Texto original:
○ ○ ○ ○ ○
A letra na sopa


Sem nostalgia - e mesmo com ela, porque estamos fartos de renegar a saudade como sentimento ilegítimo -, apenas assinalando factos, concluímos que as coisas já não são o que eram. E não fazendo destas letras um balanço, mesmo que o ano 2000 nos seus primeiros passos a isso nos convide, não deixamos de, por outro lado, dar conta de que o que pudéssemos haver imaginado para final de século não corresponde nem às previsões, quanto mais aos sonhos.
Poderia alguém, por exemplo, décadas atrás - quando a rapidez e a facilidade de comunicação se anunciava já fortemente como futuro credível - que as palavras iriam perder a importância que tinham e que as próprias letras deixariam, a breve trecho, de formar sons e construir significados?

Vamos por partes.

Há coisa de meio século, as crianças de uma geração - toda não, é claro, mas apenas aquelas que tinham escapado ao trabalho infantil, à bucha de pão e pontapé no rabo como arquitrave da sua instrução e cultura - aprendiam cedo as letras. Mesmo na mais pequena burguesia, com a mãe em casa e pelo menos sopa quente à refeição, desde logo as letras lhes eram enfiadas insidiosamente na boca. Literalmente. Havia mesmo aquela sopa de massa, com letrinhas, e a mais enfastiada das criaturas lá ia engolindo o seu próprio nome, depois de juntar letras à beira do prato. As letras tinham, logo para começar, significado. E sabor.
Essa facilidade no manuseamento das letras, essa curiosidade em juntá-las e organizá-las em palavras, daria os seus frutos. Mesmo na mais negra opressão, com a palavra impressa vigiada e a voz esmagada, a palavra, feita de letras e com sabor a sentimentos e inteligência, acabava por saltar barreiras, imprimir-se, distribuir-se ou estampar-se em muros, gravar-se tão profundamente neles que a sua resistência ainda hoje pode ser testemunhada contra todas as reescritas.
○ ○ ○ ○ ○
Tarefa breve 1: Transcreva o trecho da crónica desde "Vamos por partes." até "significado. E sabor.", inclusive.
Tarefa breve 2: Segundo a crónica, que sopa levava as crianças a engolir o próprio nome?
Tarefa breve 3: Prossiga a crónica sobre as letras na sopa a partir da última frase apresentada.

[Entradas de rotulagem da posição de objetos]
○ ○ ○ ○ ○
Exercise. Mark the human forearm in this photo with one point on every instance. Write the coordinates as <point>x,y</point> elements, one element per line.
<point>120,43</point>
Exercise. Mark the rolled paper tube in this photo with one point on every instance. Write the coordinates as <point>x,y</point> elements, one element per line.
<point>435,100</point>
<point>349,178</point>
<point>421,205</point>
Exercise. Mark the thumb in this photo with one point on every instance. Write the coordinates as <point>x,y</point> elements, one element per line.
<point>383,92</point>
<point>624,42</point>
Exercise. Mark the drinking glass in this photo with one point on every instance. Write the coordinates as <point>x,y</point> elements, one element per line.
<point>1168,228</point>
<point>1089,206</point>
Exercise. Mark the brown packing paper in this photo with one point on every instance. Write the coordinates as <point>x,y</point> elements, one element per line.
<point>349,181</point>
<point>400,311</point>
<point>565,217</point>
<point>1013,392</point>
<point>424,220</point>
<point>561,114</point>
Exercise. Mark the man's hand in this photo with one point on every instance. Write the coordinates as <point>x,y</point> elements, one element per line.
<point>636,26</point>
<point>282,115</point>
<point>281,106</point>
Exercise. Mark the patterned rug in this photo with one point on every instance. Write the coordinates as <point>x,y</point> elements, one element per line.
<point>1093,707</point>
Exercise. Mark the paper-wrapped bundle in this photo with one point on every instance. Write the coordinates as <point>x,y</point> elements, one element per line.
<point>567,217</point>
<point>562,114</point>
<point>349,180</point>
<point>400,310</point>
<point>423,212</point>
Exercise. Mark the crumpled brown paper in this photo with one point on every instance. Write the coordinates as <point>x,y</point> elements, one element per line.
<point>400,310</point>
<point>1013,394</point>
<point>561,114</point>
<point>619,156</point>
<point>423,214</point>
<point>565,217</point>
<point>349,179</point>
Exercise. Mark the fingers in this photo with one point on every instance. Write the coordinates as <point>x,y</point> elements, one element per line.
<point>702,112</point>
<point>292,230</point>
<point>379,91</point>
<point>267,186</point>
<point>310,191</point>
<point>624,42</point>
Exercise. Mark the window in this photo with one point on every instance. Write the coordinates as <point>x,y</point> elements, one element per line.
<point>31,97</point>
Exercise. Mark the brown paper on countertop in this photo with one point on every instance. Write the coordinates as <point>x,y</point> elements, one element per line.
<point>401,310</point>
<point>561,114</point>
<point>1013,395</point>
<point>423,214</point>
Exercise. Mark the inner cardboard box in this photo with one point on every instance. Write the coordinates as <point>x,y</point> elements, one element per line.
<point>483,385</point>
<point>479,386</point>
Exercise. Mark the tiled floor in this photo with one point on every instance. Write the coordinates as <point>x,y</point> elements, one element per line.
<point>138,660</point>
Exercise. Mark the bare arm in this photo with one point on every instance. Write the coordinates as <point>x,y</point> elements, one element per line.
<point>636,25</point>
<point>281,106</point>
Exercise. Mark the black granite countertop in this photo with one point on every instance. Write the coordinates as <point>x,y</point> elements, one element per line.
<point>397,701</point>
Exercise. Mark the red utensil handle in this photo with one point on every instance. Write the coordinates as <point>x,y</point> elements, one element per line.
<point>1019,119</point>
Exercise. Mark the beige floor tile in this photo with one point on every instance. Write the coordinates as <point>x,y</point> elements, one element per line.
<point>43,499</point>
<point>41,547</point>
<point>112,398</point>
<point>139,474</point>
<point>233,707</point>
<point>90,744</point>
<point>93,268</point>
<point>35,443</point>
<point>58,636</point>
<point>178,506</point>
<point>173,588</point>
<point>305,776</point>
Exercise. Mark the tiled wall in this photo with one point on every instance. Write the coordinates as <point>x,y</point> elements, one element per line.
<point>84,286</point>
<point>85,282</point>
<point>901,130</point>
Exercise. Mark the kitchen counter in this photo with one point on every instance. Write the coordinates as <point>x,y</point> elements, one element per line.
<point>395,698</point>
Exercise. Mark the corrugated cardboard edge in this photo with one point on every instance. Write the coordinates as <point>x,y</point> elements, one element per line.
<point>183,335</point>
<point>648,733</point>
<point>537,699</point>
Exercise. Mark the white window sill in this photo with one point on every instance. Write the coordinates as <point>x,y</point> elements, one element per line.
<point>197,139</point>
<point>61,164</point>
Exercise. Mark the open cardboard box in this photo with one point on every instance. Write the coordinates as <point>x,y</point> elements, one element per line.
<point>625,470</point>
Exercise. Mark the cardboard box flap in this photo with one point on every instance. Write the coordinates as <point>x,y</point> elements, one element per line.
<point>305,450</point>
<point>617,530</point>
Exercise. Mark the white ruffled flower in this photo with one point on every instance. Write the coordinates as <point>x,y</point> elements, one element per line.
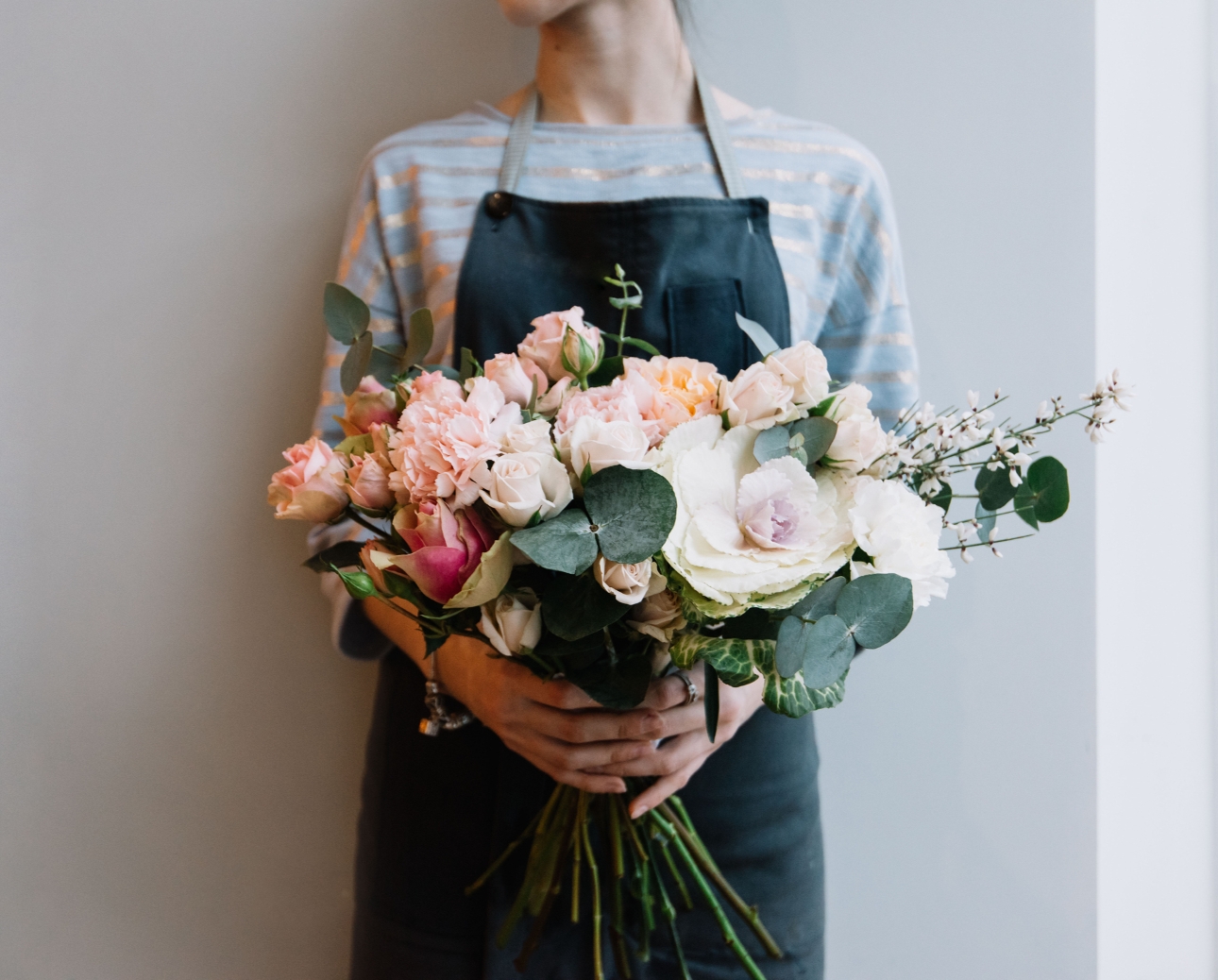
<point>860,438</point>
<point>902,535</point>
<point>512,622</point>
<point>744,532</point>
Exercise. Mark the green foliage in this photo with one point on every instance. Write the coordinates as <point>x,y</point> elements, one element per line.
<point>633,510</point>
<point>347,314</point>
<point>876,608</point>
<point>758,333</point>
<point>355,364</point>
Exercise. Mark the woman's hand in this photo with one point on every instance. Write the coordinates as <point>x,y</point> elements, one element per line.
<point>685,727</point>
<point>552,723</point>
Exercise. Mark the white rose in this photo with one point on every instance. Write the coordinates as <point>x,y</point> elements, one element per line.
<point>512,622</point>
<point>658,617</point>
<point>520,484</point>
<point>530,437</point>
<point>595,445</point>
<point>860,438</point>
<point>629,583</point>
<point>805,370</point>
<point>744,531</point>
<point>902,534</point>
<point>756,397</point>
<point>516,378</point>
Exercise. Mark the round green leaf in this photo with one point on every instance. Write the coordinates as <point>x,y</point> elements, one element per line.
<point>828,651</point>
<point>819,433</point>
<point>771,444</point>
<point>876,608</point>
<point>821,600</point>
<point>563,545</point>
<point>347,314</point>
<point>1050,488</point>
<point>633,512</point>
<point>355,364</point>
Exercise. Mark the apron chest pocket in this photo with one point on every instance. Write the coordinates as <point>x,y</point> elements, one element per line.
<point>702,324</point>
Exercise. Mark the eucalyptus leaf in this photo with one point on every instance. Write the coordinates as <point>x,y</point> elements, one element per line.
<point>347,314</point>
<point>355,364</point>
<point>488,579</point>
<point>876,608</point>
<point>819,433</point>
<point>574,608</point>
<point>994,487</point>
<point>562,545</point>
<point>355,445</point>
<point>633,512</point>
<point>771,444</point>
<point>341,555</point>
<point>1049,486</point>
<point>419,337</point>
<point>820,601</point>
<point>710,701</point>
<point>758,333</point>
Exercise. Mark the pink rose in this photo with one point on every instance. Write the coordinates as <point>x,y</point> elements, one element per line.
<point>442,440</point>
<point>516,378</point>
<point>370,404</point>
<point>446,547</point>
<point>312,487</point>
<point>543,346</point>
<point>368,483</point>
<point>758,397</point>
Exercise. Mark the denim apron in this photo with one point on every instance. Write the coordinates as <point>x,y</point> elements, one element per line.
<point>436,811</point>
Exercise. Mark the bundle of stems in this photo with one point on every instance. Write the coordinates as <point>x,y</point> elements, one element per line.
<point>647,863</point>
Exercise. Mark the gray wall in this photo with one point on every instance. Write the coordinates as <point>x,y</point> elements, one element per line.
<point>179,749</point>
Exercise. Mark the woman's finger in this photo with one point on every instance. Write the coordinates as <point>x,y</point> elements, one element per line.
<point>670,757</point>
<point>662,789</point>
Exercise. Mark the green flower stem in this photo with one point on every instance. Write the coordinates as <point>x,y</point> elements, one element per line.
<point>599,972</point>
<point>725,926</point>
<point>706,863</point>
<point>670,913</point>
<point>505,854</point>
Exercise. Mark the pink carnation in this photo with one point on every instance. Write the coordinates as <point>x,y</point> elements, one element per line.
<point>610,403</point>
<point>442,440</point>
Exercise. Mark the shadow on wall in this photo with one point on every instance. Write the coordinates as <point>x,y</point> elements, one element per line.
<point>181,747</point>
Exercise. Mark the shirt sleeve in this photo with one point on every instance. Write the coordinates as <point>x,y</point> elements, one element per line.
<point>868,336</point>
<point>364,268</point>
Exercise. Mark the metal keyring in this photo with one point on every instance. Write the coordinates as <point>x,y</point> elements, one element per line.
<point>691,688</point>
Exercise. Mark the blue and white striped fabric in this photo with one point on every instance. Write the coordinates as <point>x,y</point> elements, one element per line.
<point>831,219</point>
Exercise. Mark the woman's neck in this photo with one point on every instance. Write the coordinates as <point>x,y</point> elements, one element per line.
<point>610,62</point>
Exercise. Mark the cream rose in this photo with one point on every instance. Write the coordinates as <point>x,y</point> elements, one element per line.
<point>629,583</point>
<point>512,622</point>
<point>756,397</point>
<point>595,445</point>
<point>860,438</point>
<point>520,484</point>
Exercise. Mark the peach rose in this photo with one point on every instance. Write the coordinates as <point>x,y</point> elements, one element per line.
<point>311,488</point>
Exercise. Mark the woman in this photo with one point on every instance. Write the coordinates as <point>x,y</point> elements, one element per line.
<point>617,154</point>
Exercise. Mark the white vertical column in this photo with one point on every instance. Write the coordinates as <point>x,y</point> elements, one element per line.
<point>1155,685</point>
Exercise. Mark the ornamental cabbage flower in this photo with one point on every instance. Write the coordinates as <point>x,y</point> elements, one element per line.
<point>446,547</point>
<point>746,534</point>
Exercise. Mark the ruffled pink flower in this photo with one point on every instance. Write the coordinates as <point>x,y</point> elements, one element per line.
<point>543,346</point>
<point>671,391</point>
<point>442,440</point>
<point>370,404</point>
<point>311,488</point>
<point>446,547</point>
<point>609,403</point>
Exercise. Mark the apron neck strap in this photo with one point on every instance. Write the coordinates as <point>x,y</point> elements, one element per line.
<point>520,134</point>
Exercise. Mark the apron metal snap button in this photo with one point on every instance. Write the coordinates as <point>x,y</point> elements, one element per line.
<point>499,205</point>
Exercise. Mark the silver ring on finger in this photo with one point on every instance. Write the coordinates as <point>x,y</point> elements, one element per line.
<point>691,688</point>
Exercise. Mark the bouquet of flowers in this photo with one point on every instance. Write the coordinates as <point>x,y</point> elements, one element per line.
<point>600,517</point>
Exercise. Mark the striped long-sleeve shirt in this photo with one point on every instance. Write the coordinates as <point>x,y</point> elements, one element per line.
<point>830,215</point>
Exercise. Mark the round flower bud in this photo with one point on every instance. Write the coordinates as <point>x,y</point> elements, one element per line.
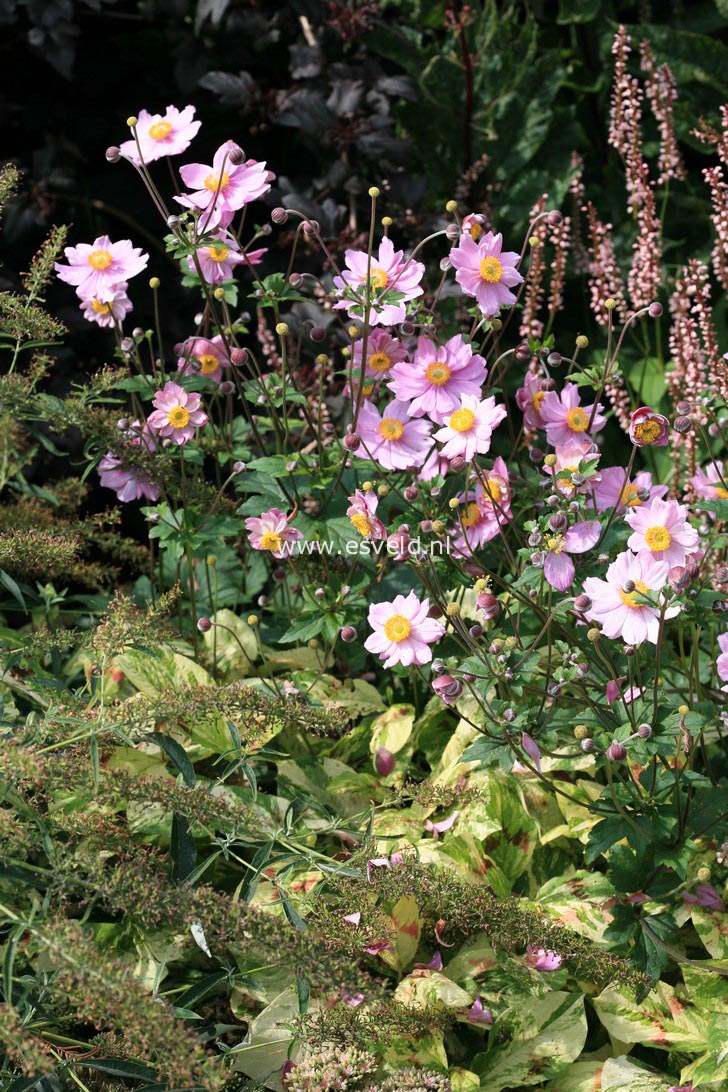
<point>383,761</point>
<point>616,751</point>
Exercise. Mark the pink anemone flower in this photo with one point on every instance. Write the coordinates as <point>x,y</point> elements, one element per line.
<point>221,189</point>
<point>467,430</point>
<point>619,604</point>
<point>558,566</point>
<point>403,631</point>
<point>565,419</point>
<point>439,377</point>
<point>98,268</point>
<point>661,530</point>
<point>393,439</point>
<point>177,414</point>
<point>486,271</point>
<point>159,134</point>
<point>272,532</point>
<point>389,273</point>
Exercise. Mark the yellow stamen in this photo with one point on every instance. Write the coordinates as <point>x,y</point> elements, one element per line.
<point>397,628</point>
<point>438,372</point>
<point>462,420</point>
<point>391,429</point>
<point>491,270</point>
<point>99,259</point>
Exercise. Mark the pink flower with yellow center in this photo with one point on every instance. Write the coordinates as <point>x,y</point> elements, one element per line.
<point>272,532</point>
<point>439,377</point>
<point>98,268</point>
<point>565,419</point>
<point>468,429</point>
<point>619,602</point>
<point>223,187</point>
<point>393,438</point>
<point>389,272</point>
<point>661,530</point>
<point>159,134</point>
<point>177,414</point>
<point>203,356</point>
<point>361,513</point>
<point>108,312</point>
<point>648,429</point>
<point>486,271</point>
<point>403,631</point>
<point>612,489</point>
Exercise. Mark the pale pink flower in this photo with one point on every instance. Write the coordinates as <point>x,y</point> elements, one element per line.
<point>271,531</point>
<point>361,513</point>
<point>486,271</point>
<point>612,489</point>
<point>661,530</point>
<point>393,439</point>
<point>627,614</point>
<point>439,377</point>
<point>403,631</point>
<point>383,352</point>
<point>467,430</point>
<point>648,429</point>
<point>389,272</point>
<point>107,312</point>
<point>98,268</point>
<point>565,419</point>
<point>177,414</point>
<point>159,134</point>
<point>223,188</point>
<point>558,566</point>
<point>203,356</point>
<point>541,959</point>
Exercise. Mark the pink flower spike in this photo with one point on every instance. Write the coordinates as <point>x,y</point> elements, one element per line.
<point>273,533</point>
<point>439,377</point>
<point>159,134</point>
<point>486,271</point>
<point>98,268</point>
<point>539,959</point>
<point>648,429</point>
<point>661,531</point>
<point>403,631</point>
<point>177,414</point>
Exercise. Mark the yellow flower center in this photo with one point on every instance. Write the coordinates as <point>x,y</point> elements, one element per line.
<point>360,523</point>
<point>272,541</point>
<point>470,515</point>
<point>391,429</point>
<point>577,420</point>
<point>491,270</point>
<point>462,420</point>
<point>397,628</point>
<point>213,181</point>
<point>99,259</point>
<point>160,130</point>
<point>629,497</point>
<point>218,252</point>
<point>438,372</point>
<point>178,416</point>
<point>380,361</point>
<point>658,538</point>
<point>630,598</point>
<point>492,489</point>
<point>647,430</point>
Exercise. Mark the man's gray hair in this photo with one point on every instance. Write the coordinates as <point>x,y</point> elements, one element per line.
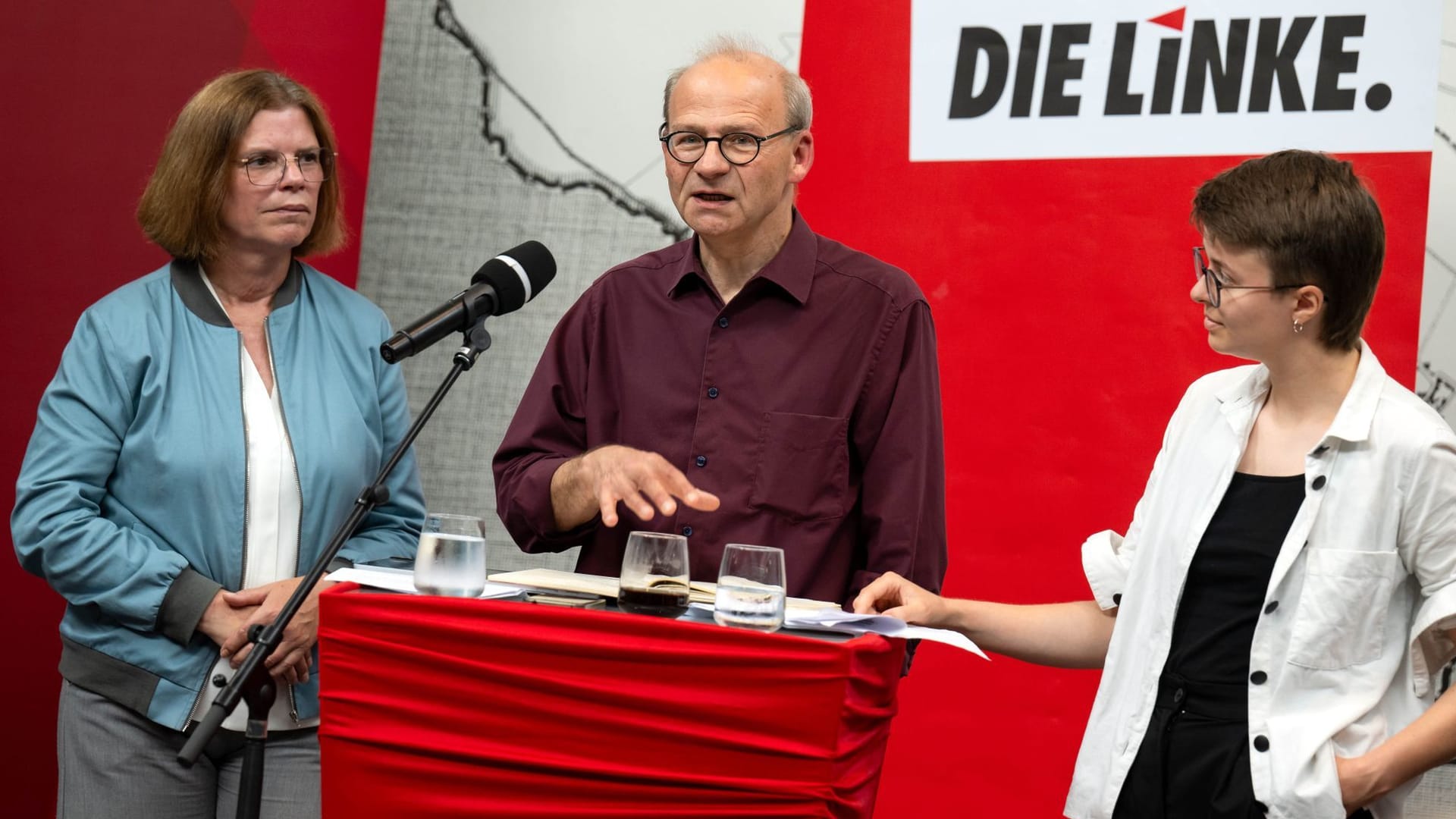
<point>797,99</point>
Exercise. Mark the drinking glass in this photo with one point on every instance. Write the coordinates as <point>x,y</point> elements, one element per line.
<point>654,575</point>
<point>750,588</point>
<point>450,560</point>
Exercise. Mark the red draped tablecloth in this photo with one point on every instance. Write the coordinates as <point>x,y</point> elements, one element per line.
<point>446,707</point>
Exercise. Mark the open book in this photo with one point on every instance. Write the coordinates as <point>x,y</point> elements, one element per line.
<point>699,591</point>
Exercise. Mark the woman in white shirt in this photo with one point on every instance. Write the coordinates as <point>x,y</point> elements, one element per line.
<point>1270,626</point>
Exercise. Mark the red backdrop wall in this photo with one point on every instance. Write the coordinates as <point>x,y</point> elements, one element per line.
<point>1066,337</point>
<point>1059,293</point>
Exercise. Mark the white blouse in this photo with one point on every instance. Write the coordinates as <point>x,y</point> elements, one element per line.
<point>274,509</point>
<point>1356,611</point>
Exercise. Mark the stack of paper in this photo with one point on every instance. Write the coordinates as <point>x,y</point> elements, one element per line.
<point>403,580</point>
<point>699,591</point>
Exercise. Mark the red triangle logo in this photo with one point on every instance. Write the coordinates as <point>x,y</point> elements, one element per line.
<point>1171,19</point>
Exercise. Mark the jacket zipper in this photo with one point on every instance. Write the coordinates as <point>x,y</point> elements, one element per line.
<point>297,483</point>
<point>248,474</point>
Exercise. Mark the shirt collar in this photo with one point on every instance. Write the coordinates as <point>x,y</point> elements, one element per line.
<point>1356,413</point>
<point>791,268</point>
<point>200,299</point>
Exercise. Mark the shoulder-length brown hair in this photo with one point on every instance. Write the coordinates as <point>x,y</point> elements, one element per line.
<point>181,209</point>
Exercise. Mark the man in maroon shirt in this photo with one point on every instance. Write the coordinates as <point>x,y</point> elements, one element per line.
<point>756,384</point>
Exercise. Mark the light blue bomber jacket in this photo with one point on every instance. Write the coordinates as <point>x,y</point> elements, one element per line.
<point>131,500</point>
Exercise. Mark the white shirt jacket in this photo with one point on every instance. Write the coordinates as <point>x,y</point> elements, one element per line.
<point>1356,611</point>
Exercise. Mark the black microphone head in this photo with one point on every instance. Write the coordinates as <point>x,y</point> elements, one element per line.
<point>517,275</point>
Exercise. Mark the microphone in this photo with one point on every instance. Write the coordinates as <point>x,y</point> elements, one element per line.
<point>501,286</point>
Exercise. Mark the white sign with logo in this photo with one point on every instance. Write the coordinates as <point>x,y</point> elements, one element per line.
<point>1071,79</point>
○ ○ ○ ○ ○
Resposta escrita 1:
Vamos por partes.

Há coisa de meio século, as crianças de uma geração - toda não, é claro, mas apenas aquelas que tinham escapado ao trabalho infantil, à bucha de pão e pontapé no rabo como arquitrave da sua instrução e cultura - aprendiam cedo as letras. Mesmo na mais pequena burguesia, com a mãe em casa e pelo menos sopa quente à refeição, desde logo as letras lhes eram enfiadas insidiosamente na boca. Literalmente. Havia mesmo aquela sopa de massa, com letrinhas, e a mais enfastiada das criaturas lá ia engolindo o seu próprio nome, depois de juntar letras à beira do prato. As letras tinham, logo para começar, significado. E sabor.

Resposta escrita 2: Uma sopa de massa com letrinhas.

Resposta escrita 3:
Foi assim que, lembremo-lo sem nostalgias mas com a saudade que fica das coisas verdadeiras e valorosas, se deu voz a uma luta prolongada.
Pegava-se num balde carregadinho de nitrato de prata, escolhia-se um bom muro por onde as gentes passassem a caminho do trabalho, arranjava-se um grupo de amigos - ele havia tantos -, montava-se a segurança e, de luvas para não queimar as mãos, escrevia-se laboriosamente com aquele soluto invisível, molhando o pincel, fazendo o gosto ao dedo, dando largas à alma. Era como um grito silencioso, ao retardador, com as palavras a aparecerem ao sol do dia seguinte, cada vez mais negras e resistentes: «Morte ao fascismo!»; «Fora a Pide!»; «Abaixo a guerra colonial!»; «Viva o 1º de Maio!».
As mesmas letras, já não tenras como na sopa da infância, mas fortes e afiadas, à medida dos sonhos, das lutas, das esperanças.
As letras tiveram os seus muros, os seus papeis. Sobretudo o seu papel na grande revolução de Abril. E aí, feitas de vitórias e de transformações profundas, e de novo agudas e certeiras, as letras entraram na batalha, com inteligência e vontade: «A reacção não passará!»; «Viva a Reforma Agrária!»; «Viva as Nacionalizações!»; «25 de Abril Sempre!». E nas refregas prolongadas em defesa das conquistas de Abril, as letras escreviam os nomes dos seus inimigos, apontavam-nos com a franqueza dos revolucionários. E, mesmo quando eles eram já objecto de louvores dos novos poderes, não deixavam de os denunciar. Escrevia-se «Spínola é um facho», enquanto ele recebia um bastão de marechal. É que as letras também tinham coração.
Havia uma profusão de letras. Das que se aplaudiam, das que se repudiavam, das que faziam sorrir, das que, até, metiam nojo. Mas elas falavam por sobre o silêncio.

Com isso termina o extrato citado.